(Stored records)
"""
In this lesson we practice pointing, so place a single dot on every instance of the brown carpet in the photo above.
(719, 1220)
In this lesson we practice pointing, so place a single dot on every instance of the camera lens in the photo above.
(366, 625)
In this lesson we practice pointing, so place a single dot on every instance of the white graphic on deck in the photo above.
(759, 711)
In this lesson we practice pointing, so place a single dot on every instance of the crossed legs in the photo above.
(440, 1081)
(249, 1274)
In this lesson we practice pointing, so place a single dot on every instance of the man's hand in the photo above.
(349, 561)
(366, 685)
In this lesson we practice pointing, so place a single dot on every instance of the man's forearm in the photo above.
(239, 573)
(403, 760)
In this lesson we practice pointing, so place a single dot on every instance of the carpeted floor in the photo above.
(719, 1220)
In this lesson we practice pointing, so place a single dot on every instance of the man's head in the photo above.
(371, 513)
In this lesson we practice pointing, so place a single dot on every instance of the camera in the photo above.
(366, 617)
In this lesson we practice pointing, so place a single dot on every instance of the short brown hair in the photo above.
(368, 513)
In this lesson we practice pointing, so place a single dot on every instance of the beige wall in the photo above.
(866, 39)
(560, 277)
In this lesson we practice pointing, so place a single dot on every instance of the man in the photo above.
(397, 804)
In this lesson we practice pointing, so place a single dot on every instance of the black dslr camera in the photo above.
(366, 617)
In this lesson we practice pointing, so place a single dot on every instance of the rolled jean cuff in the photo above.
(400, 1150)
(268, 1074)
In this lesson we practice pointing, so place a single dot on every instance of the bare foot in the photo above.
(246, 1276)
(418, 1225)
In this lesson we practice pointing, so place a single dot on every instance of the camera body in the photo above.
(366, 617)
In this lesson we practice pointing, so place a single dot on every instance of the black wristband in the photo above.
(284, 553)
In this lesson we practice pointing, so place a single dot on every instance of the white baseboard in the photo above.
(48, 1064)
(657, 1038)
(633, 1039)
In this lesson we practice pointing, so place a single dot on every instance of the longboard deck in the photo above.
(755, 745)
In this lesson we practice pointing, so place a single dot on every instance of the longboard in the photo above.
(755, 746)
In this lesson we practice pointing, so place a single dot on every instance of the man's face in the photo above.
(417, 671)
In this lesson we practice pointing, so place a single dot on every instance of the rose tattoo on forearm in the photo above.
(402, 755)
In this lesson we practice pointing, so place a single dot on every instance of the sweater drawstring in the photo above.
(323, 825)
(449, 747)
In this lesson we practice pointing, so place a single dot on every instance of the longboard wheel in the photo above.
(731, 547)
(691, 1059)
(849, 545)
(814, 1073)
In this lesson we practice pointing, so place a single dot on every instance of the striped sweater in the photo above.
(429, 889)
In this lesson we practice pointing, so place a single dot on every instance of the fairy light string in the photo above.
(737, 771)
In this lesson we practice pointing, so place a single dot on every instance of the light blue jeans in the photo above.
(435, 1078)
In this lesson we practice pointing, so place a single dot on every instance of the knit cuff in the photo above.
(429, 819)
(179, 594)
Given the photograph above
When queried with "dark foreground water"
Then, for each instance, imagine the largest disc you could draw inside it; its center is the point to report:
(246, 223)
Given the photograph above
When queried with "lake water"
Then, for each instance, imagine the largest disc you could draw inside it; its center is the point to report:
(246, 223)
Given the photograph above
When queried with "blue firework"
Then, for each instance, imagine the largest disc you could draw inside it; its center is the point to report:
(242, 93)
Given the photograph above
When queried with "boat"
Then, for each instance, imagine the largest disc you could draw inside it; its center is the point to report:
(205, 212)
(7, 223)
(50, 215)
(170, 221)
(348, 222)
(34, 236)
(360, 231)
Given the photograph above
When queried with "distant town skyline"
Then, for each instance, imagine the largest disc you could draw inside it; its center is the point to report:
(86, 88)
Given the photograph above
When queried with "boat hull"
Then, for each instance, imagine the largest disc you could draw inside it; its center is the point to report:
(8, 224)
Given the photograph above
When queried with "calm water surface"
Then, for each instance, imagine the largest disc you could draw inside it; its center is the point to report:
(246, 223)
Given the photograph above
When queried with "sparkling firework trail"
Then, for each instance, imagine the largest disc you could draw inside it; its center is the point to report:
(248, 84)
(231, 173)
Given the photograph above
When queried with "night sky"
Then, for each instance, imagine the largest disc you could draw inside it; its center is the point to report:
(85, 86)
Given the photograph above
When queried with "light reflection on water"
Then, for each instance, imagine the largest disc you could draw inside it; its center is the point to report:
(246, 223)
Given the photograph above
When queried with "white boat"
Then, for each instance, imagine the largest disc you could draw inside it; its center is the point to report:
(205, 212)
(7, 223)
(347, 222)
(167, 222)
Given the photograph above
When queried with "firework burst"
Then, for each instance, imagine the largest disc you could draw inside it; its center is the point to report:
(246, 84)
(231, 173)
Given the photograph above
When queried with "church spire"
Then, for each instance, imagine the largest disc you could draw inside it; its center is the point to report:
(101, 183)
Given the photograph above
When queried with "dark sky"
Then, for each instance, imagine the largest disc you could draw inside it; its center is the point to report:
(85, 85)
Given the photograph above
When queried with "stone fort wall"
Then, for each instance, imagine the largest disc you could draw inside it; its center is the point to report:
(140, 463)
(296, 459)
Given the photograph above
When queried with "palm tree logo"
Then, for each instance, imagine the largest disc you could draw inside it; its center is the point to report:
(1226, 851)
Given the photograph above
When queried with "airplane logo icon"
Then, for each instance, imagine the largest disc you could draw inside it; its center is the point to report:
"""
After reading the entries, reproduce every one of them exactly.

◆ **Result of the task**:
In this lesson we practice pointing, so place a single dot on every instance of the brown carpet in the photo above.
(719, 1220)
In this lesson we practice pointing, so place a single dot on every instance of the camera lens in the photo above.
(366, 625)
In this lesson we practice pointing, so place a single dot on every instance of the white graphic on deck in the photo above.
(759, 711)
In this lesson we practice pointing, so place a single dot on every instance of the crossed legs in the photo above.
(440, 1081)
(249, 1274)
In this lesson we practice pointing, so place a single dot on every instance of the man's hand in the photo above.
(349, 561)
(366, 685)
In this lesson we practice pointing, so place a single dot on every instance of the man's forearm in the photo above.
(239, 573)
(403, 760)
In this lesson we practice pointing, so place a single dot on every instance of the carpeted floor in the photo above.
(719, 1220)
In this lesson we practice pointing, so place a single dot on every instance of the man's head in the photo above.
(371, 513)
In this lesson we practice pointing, so place a single dot on every instance of the camera in the photo above.
(366, 617)
In this lesson we practice pointing, so place a single dot on every instance of the short brown hair in the photo above.
(368, 513)
In this lesson we practice pointing, so place a single dot on every instance of the beige wall in the photo above.
(866, 39)
(560, 277)
In this lesson we practice pointing, so place a single dot on every instance of the man in the photo above.
(397, 804)
In this lesson we practice pointing, so place a single dot on every instance of the black dslr camera in the photo above.
(366, 617)
In this lesson we practice pointing, so place a single dot on every instance of the rolled jean cuff in the photo above.
(400, 1150)
(268, 1074)
In this lesson we practice pointing, so place a single dot on every instance of the bare foot in the photo above.
(246, 1276)
(418, 1225)
In this lesson we practice pointing, so place a single dot on every instance of the camera body in the photo above.
(366, 617)
In this lesson we practice pointing, so place a single dot on every instance of the black wristband in the photo above.
(284, 553)
In this lesson we practice pointing, so place a single dot on every instance of the white baseboard in the photo above.
(48, 1064)
(657, 1038)
(633, 1039)
In this lesson we practice pointing, so place a single dot on every instance of the longboard deck in the photo above.
(755, 745)
In this lesson we practice pointing, so place a single dot on every instance of the longboard in the photo above.
(755, 746)
In this lesson we practice pointing, so place a single dot on every instance of the man's face in the photo above.
(417, 671)
In this lesson we practice pointing, so place a single dot on every instance of the rose tattoo on forearm in the photo above.
(402, 755)
In this lesson we practice pointing, so place a single dot on every instance of the sweater drawstring in the photo above.
(323, 825)
(449, 747)
In this lesson we practice pointing, so place a single dot on every instance of the longboard wheel in the photo above.
(731, 547)
(691, 1059)
(849, 545)
(814, 1073)
In this lesson we practice pointing, so place a single dot on every instance of the striped sweater in the photo above.
(429, 889)
In this lesson we practice pointing, so place a single dot on every instance of the fairy light string in the photo above.
(737, 771)
In this lesson we practice pointing, so place a single dot on every instance of the light blue jeans in the photo above.
(435, 1078)
In this lesson we practice pointing, so place a single dot on every instance of the knit cuff in the photo above.
(429, 819)
(179, 594)
Given the photograph above
When queried with "dark foreground water"
Then, for each instance, imagine the largest disc you could draw inside it; its center is the point to report:
(246, 223)
Given the photograph above
When queried with "lake water"
Then, for each instance, imagine the largest disc you could draw inside it; its center is the point to report:
(246, 223)
Given the photograph above
When queried with "blue firework"
Then, for each instance, imagine the largest disc you could draw inside it; its center is the point to report:
(242, 93)
Given the photograph above
When queried with "boat"
Then, for each instance, imagine the largest disc you could draw inside it; its center is the point to report:
(205, 212)
(7, 223)
(50, 215)
(170, 221)
(348, 222)
(34, 236)
(360, 231)
Given the photograph above
When queried with "distant town skyline"
Then, for each instance, imagine the largest disc you could draw inside it; its center is the point to report:
(86, 88)
Given the photograph above
When queried with "boat hull"
Then, for each instance, imagine the largest disc you could draw inside it; its center is the point to report:
(8, 224)
Given the photograph above
When queried with "calm water surface"
Then, for each instance, imagine the largest disc you could draw inside it; its center is the point to report:
(246, 223)
Given the photograph above
When queried with "sparkling firework trail"
Then, for each instance, imagine the largest disc you could draw inside it; its center is the point to report:
(248, 84)
(231, 173)
Given the photograph above
When queried with "night sky"
Then, for each instance, imagine the largest disc you could draw inside it; its center is the point to report:
(85, 86)
Given the photograph above
When queried with "light reflection on water"
Then, for each instance, imagine the largest disc you could draw inside it; its center is the point to report:
(246, 223)
Given the photograph above
When queried with "white boat"
Then, for each instance, imagine the largest disc you could draw inside it; its center is the point to report:
(205, 212)
(7, 223)
(347, 222)
(167, 222)
Given the photograph above
When queried with "firework burst"
Then, for each instance, imagine the largest disc you could draw inside it; its center is the point to report:
(246, 84)
(231, 173)
Given the photograph above
When queried with "church spire"
Then, for each instance, imagine the largest disc you could draw inside it; its center is the point to report:
(101, 183)
Given the photograph above
When queried with "dark sky"
Then, for each instance, imagine the largest disc you could draw inside it; its center is the point to report:
(85, 85)
Given the photograph above
When queried with "stone fort wall"
Then, for each instance, imagine the largest disc you could draw inside it; its center is the point to report:
(140, 463)
(296, 459)
Given the photograph above
When queried with "palm tree logo"
Then, for each instance, imagine the largest disc you could draw inside it; its center is the point to report:
(1226, 851)
Given the photograph above
When queried with "airplane logo icon"
Then, for each instance, imagine the largest disc you could draw inside it; its center is the point to report:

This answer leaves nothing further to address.